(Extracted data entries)
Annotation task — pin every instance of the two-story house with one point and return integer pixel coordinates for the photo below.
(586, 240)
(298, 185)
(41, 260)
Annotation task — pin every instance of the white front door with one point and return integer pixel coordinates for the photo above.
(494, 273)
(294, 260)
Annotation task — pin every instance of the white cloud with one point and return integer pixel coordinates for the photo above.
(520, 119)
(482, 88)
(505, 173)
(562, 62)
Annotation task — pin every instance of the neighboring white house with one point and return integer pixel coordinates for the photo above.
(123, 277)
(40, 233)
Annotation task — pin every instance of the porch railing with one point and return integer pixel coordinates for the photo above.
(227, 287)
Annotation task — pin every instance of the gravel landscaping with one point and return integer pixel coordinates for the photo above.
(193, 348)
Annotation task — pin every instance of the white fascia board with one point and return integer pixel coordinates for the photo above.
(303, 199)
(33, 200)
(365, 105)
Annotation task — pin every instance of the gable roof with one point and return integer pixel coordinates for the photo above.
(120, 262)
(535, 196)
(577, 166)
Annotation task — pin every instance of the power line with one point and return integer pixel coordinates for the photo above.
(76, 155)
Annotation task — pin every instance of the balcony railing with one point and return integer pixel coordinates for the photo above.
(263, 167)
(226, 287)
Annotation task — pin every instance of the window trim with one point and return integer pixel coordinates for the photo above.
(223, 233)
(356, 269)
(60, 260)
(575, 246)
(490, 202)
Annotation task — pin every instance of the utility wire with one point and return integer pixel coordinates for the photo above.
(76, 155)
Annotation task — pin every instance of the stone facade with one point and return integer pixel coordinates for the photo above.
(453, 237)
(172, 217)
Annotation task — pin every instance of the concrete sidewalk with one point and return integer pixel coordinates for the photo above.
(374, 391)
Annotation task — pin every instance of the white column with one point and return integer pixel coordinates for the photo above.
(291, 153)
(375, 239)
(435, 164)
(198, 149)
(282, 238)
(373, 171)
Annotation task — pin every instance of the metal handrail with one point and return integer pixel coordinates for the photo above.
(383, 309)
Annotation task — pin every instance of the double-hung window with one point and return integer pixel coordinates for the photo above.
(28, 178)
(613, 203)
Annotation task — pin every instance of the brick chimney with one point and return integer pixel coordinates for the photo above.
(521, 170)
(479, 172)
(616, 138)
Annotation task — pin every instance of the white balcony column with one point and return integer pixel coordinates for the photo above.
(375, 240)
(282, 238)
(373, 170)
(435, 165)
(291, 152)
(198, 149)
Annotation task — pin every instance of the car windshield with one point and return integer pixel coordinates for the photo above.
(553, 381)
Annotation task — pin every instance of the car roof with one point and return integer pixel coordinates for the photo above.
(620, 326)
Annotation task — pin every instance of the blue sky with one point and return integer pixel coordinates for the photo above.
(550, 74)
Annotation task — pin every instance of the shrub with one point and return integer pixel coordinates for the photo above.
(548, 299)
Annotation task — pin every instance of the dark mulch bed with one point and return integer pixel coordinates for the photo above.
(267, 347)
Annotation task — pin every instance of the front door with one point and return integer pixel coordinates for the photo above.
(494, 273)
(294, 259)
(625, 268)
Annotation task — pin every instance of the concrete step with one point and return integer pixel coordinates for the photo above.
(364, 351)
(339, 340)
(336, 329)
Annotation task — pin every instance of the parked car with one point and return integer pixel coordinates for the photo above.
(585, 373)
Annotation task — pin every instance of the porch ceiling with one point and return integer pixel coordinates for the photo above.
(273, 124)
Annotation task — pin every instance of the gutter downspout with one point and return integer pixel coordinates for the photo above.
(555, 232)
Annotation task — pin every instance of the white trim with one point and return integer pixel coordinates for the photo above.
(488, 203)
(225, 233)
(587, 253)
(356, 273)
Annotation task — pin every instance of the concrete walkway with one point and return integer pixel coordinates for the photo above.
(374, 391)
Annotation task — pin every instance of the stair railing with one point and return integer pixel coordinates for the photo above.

Your goal: Return every entry exactly.

Response:
Annotation task — pin every instance of the two-story house with one point and return integer pixel coordinates for the photo below.
(586, 240)
(298, 185)
(41, 260)
Annotation task — pin every instance of the white front door with one point and return integer pixel coordinates for the photo above.
(494, 273)
(294, 260)
Annotation task — pin every instance of the white cloud with one point and return integer pixel coordinates for the photo above.
(520, 119)
(482, 88)
(505, 173)
(562, 62)
Annotation task — pin every instance of the neighboring white house with one point and return integer pixel coordinates for the photo above.
(123, 277)
(40, 233)
Annotation task — pin every instance of the porch railing with one point and return integer pixel coordinates for the photo above.
(227, 287)
Annotation task — pin every instance of the gravel landscaping with one point and return integer pixel coordinates for the photo above.
(193, 348)
Annotation task — pin every instance of the white fascia board with one point and return integer pixel coordinates for the photo above.
(303, 199)
(33, 200)
(365, 105)
Annotation task — pin every instance of the gable roof with one point and return integer pixel coordinates for the photo above.
(120, 262)
(535, 196)
(577, 166)
Annotation task — pin every instance of the power line with one point and return integer pixel coordinates for the photo above.
(76, 155)
Annotation task — pin every instance of the balcony railing with one point and return integer pixel coordinates for the photo above.
(263, 167)
(226, 287)
Annotation task — pin every instance of the window trim with one point and return integer pixel coordinates for the photo above.
(223, 233)
(356, 269)
(60, 260)
(575, 246)
(490, 202)
Annotation task — pin every instance of the utility wire with one point and return integer pixel coordinates for the photo above.
(76, 155)
Annotation task — pin every instance of the stone facade with one point and return integer pixel coordinates for the photo above.
(453, 237)
(172, 217)
Annotation task — pin every instance of the concrete sidewalk with one point and return integer pixel coordinates for the photo above.
(374, 391)
Annotation task — pin every instance of the white column with one point and return integer pixel coordinates for the photo above.
(291, 153)
(375, 239)
(435, 164)
(198, 149)
(282, 238)
(373, 171)
Annotation task — pin every instance of the metal handrail with one point and return integer pixel coordinates for the photo above.
(383, 309)
Annotation task — pin every instance of the double-hung window with one point and return integer pixel coordinates for the photo above.
(28, 178)
(613, 203)
Annotation task — pin every instance of the brick chimney with one point and return integer pixel coordinates for the photo above.
(521, 170)
(479, 172)
(616, 138)
Annotation task — pin every instance of the white balcony column with one point and return integer pixel coordinates for the photo above.
(375, 240)
(282, 238)
(373, 170)
(435, 165)
(291, 152)
(198, 149)
Annotation task — pin every instance of the car windshield with one point and return integer pixel coordinates for the photo above.
(553, 381)
Annotation task — pin every instance of the car roof with one point and return integer pixel coordinates for the photo above.
(620, 326)
Annotation task — pin every instance of the blue sky with one point and return integer pixel coordinates for the photo above.
(550, 74)
Annotation task — pin every instance of the shrub with one point and return integer pixel coordinates for the photo above.
(548, 299)
Annotation task — pin every instance of the dark mulch bed with one point and return integer pixel coordinates for the photo above.
(267, 347)
Annotation task — pin every instance of the front door with one point and return integer pixel coordinates for the photo above.
(494, 273)
(294, 259)
(625, 268)
Annotation task — pin every instance of the concrete step with one point and return integer pixel coordinates for the photo above.
(364, 351)
(339, 340)
(336, 329)
Annotation task — pin every instance of the parked car with one point and return integer pixel coordinates for the photo above.
(585, 373)
Annotation task — pin every instance of the porch ceiling with one point and return integer pixel coordinates for the photo above.
(273, 124)
Annotation task — pin every instance of the gutter downspout with one point and return integer pixel coordinates for the photo above.
(555, 232)
Annotation task — pin every instance of the white trim with one point and return integer pixel coordinates for the photo above.
(488, 203)
(225, 233)
(587, 253)
(356, 273)
Annotation task — pin every instance of the concrete walkway with one point and return integer pixel coordinates for the photo above.
(374, 391)
Annotation task — pin every instance of the stair railing with one point and return integer pixel coordinates for the photo above.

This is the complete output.